Given instruction: Format every line of the records below as a numbered list, omitting blank lines and leaving the pictures out.

Supplied material:
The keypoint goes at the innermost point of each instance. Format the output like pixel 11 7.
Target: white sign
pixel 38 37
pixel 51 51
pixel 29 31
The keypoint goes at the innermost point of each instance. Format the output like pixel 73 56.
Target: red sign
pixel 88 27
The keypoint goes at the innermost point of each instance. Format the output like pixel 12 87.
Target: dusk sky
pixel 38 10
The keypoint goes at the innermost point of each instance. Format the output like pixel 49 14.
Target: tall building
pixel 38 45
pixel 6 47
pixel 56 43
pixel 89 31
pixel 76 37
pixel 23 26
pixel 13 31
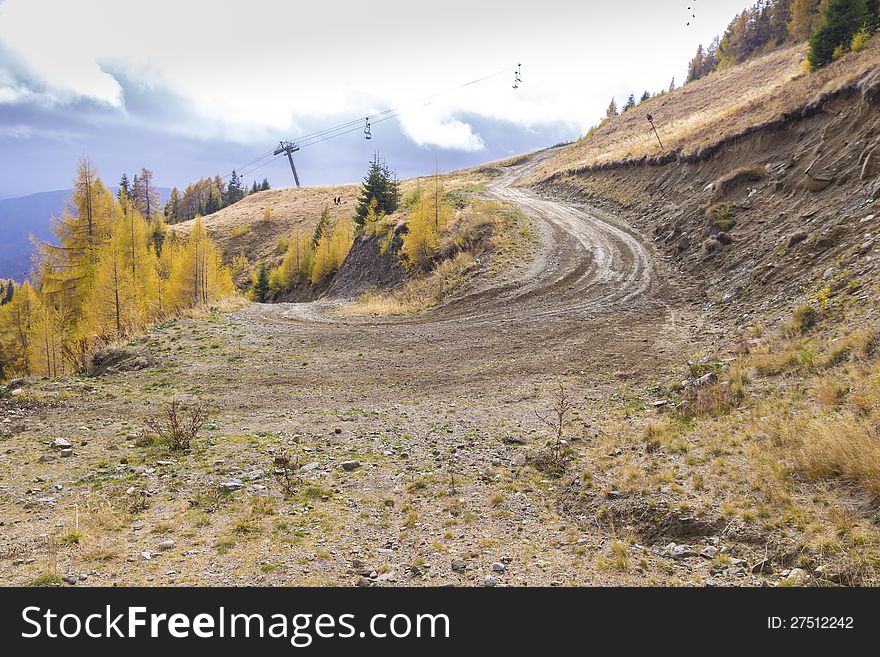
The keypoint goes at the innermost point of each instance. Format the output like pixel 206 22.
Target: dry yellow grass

Exercise answer:
1. The keypoint goes at the innermost point of each instance. Format the output like pixel 11 7.
2. Target: white sign
3. pixel 38 37
4. pixel 51 51
5. pixel 29 31
6. The keypoint goes at the innermost point of each instance. Format the output like pixel 73 56.
7. Target: red sign
8. pixel 88 27
9. The keypoint goes at the innermost point of each instance. Format the output like pixel 12 87.
10. Target: dusk sky
11. pixel 38 10
12. The keypoint goes at the innermost point of each instance. Format the output like pixel 49 14.
13. Target: tall building
14. pixel 38 45
15. pixel 6 47
16. pixel 56 43
17. pixel 89 31
18. pixel 76 37
19. pixel 23 26
20. pixel 13 31
21. The keypoint goes at the innermost point of each instance. Format the output like pixel 206 22.
22. Target: dry yellow grass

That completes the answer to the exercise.